_Description of the task_
Reproduce the listing below verbatim, keeping every line intact.
━━━ Data for the task
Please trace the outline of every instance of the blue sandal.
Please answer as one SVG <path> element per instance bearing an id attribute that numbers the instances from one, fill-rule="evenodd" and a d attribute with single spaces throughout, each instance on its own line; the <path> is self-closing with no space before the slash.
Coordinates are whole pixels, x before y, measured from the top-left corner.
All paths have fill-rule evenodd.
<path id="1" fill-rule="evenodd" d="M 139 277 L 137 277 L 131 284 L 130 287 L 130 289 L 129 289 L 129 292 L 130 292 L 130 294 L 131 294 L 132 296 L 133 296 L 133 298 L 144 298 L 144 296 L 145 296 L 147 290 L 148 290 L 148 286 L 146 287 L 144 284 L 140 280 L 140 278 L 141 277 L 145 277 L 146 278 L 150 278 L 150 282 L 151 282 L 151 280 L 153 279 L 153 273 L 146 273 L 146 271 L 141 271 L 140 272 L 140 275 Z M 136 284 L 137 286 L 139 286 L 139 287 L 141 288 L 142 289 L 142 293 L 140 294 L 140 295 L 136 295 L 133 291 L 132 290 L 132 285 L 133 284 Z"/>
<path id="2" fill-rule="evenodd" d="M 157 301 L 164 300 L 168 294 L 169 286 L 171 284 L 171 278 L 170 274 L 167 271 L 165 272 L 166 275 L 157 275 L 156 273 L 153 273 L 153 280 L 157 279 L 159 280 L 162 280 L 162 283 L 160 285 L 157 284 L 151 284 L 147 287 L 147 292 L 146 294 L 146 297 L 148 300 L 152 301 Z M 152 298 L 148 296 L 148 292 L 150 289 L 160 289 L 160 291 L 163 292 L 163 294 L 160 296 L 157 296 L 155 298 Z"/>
━━━━━━
_Finished answer_
Please trace the outline of every instance of the blue sandal.
Please answer as one SVG <path> element per instance bearing an id attribute that numbers the instances from one, fill-rule="evenodd" and a d attribute with single spaces throughout, each instance on its own line; the <path> is self-closing with no space before the slash.
Coordinates are whole pixels, x before y, measured from the top-left corner.
All paths have fill-rule evenodd.
<path id="1" fill-rule="evenodd" d="M 139 277 L 137 277 L 131 284 L 130 287 L 130 289 L 129 289 L 129 292 L 130 292 L 130 294 L 131 294 L 132 296 L 133 296 L 133 298 L 144 298 L 144 296 L 145 296 L 147 290 L 148 290 L 148 286 L 146 287 L 144 284 L 140 280 L 140 278 L 141 277 L 145 277 L 146 278 L 150 278 L 150 282 L 151 282 L 151 280 L 153 279 L 153 273 L 146 273 L 146 271 L 141 271 L 140 272 L 140 275 Z M 136 284 L 137 286 L 139 286 L 139 287 L 141 288 L 142 289 L 142 293 L 140 294 L 140 295 L 136 295 L 133 291 L 132 290 L 132 285 L 133 284 Z"/>
<path id="2" fill-rule="evenodd" d="M 157 301 L 164 300 L 168 294 L 169 286 L 171 284 L 171 278 L 170 274 L 167 271 L 165 272 L 166 275 L 157 275 L 156 273 L 153 273 L 153 280 L 157 279 L 159 280 L 162 280 L 162 283 L 160 285 L 157 284 L 151 284 L 147 287 L 147 292 L 146 294 L 146 297 L 148 300 L 152 301 Z M 152 298 L 148 296 L 148 292 L 150 289 L 160 289 L 160 291 L 163 292 L 163 294 L 160 296 L 157 296 L 155 298 Z"/>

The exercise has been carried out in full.